> _Materials provided_
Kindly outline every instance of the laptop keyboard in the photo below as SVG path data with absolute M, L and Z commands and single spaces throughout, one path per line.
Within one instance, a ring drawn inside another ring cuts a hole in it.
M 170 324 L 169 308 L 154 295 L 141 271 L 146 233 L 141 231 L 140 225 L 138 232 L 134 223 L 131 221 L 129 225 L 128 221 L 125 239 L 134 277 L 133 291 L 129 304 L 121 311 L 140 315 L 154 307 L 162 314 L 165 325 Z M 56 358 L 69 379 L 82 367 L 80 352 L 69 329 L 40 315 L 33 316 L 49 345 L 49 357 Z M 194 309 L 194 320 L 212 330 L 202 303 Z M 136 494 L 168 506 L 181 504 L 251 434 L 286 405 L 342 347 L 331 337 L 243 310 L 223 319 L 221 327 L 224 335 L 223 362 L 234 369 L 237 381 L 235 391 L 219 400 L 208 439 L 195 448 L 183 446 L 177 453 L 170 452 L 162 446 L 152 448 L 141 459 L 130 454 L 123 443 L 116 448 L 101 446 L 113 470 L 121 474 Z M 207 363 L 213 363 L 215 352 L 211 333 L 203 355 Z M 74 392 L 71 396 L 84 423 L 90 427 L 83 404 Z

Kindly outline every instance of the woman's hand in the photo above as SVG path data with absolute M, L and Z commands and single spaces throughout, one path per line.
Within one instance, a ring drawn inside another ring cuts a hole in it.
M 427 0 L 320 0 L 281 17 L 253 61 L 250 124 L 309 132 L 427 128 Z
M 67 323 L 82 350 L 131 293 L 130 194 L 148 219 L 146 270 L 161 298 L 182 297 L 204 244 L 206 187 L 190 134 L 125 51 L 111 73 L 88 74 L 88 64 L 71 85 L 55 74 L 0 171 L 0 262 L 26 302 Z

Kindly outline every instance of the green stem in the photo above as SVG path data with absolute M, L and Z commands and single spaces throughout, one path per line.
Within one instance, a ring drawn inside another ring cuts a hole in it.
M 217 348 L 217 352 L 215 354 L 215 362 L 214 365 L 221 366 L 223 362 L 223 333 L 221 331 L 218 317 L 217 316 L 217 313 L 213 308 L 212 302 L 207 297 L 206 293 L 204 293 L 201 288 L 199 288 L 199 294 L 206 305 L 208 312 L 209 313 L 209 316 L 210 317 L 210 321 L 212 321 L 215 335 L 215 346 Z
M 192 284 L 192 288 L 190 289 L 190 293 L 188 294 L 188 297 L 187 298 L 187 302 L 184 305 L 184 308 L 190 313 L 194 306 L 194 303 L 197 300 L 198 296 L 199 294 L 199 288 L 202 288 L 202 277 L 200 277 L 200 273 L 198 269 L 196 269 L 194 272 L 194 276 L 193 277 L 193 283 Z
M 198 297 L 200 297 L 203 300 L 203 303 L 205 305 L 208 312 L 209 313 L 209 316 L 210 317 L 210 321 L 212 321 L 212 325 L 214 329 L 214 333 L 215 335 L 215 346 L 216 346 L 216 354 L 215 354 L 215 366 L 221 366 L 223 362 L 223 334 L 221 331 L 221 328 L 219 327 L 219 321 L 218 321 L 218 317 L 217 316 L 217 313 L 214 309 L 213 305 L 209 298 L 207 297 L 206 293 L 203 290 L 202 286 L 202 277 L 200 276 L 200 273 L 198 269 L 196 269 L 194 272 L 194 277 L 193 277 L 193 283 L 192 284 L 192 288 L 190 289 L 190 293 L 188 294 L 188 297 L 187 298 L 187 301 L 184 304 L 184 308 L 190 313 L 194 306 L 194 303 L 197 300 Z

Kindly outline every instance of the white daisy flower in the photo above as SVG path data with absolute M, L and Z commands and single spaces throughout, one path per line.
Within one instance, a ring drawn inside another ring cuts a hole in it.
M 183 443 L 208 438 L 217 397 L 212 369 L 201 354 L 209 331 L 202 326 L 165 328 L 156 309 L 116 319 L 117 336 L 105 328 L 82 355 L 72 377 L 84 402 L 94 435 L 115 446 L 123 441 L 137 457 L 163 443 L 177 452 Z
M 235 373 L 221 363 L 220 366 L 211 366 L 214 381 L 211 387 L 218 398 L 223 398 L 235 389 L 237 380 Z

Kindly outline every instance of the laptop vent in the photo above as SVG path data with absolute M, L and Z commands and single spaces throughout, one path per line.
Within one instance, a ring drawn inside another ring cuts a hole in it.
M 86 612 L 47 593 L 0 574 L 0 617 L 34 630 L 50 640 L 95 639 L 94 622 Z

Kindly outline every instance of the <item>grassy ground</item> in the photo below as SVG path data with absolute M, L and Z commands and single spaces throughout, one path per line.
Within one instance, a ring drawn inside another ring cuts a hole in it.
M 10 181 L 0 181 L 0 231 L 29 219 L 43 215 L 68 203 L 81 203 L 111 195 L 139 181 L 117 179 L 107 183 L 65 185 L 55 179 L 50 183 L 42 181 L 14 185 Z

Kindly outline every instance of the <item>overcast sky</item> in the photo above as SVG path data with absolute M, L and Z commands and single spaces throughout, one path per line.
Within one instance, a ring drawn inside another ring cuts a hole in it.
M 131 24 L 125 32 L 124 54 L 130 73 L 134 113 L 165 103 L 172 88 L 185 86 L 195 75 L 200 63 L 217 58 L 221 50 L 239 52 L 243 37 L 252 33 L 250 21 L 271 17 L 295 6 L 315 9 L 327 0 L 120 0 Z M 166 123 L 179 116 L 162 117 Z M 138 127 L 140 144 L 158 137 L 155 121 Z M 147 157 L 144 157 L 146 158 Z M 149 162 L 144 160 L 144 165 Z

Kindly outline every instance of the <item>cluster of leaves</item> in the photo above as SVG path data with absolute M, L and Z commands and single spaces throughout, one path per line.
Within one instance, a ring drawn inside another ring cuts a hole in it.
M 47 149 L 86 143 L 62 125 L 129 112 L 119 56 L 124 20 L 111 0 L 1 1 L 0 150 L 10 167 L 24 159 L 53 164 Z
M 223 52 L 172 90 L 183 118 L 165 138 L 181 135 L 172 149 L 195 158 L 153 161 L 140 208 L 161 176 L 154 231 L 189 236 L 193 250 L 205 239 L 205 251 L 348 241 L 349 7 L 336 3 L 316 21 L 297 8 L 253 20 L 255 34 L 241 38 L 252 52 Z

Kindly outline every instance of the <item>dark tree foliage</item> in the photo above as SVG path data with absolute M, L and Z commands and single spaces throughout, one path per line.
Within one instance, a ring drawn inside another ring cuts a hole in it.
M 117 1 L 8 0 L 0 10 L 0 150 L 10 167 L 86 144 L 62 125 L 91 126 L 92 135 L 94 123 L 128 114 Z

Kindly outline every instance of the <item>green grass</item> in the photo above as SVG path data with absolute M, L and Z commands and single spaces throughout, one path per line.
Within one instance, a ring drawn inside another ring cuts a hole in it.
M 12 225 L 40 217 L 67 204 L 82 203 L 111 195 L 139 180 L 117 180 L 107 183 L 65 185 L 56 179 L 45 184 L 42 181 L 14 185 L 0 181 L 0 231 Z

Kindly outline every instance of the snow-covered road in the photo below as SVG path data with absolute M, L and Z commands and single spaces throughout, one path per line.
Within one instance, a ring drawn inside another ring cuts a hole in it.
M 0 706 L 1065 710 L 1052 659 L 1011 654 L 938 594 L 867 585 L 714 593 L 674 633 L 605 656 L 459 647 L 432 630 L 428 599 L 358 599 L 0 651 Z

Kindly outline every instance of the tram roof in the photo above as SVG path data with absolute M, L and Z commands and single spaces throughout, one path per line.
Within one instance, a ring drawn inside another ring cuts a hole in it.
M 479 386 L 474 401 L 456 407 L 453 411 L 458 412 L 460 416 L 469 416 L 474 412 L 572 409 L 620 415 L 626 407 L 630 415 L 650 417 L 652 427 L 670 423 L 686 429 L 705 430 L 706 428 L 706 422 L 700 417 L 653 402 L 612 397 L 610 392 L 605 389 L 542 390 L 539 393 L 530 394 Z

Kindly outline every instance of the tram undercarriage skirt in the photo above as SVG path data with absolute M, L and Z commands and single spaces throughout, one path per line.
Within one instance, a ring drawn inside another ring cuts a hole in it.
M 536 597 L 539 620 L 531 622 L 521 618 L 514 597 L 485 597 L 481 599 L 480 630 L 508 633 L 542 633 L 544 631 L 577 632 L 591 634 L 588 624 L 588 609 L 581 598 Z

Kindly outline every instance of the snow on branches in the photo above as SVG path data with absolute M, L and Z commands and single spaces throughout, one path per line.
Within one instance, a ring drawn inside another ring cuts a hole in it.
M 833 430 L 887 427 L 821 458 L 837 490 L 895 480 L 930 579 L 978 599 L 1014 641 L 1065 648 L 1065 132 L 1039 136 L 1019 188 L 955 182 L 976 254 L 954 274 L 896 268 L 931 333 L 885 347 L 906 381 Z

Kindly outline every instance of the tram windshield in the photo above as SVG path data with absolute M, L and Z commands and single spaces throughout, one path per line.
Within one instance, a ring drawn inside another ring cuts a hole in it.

> _Task description_
Each line from the one with "Kindly outline every instance of the snow on" through the last line of the records must be written out word for word. Include nothing else.

> _Response_
Kindly outline every instance of the snow on branches in the photo above as SVG path data with absolute M, L and Z commands and single spaces throughout, one path per line.
Within one instance, a ring drawn inside another ring cuts a hole in it.
M 833 430 L 887 427 L 821 458 L 837 490 L 895 480 L 930 579 L 978 599 L 1014 641 L 1065 648 L 1065 132 L 1039 136 L 1019 188 L 955 182 L 976 254 L 954 274 L 896 268 L 931 333 L 885 347 L 906 381 Z

Kindly outline every instance of the tram windshield in the photo above as SVG path data with absolute M, L and Z commands and single spaces throughout, one path per line.
Within one instance, a ring drawn inside another ring cuts a hole in it.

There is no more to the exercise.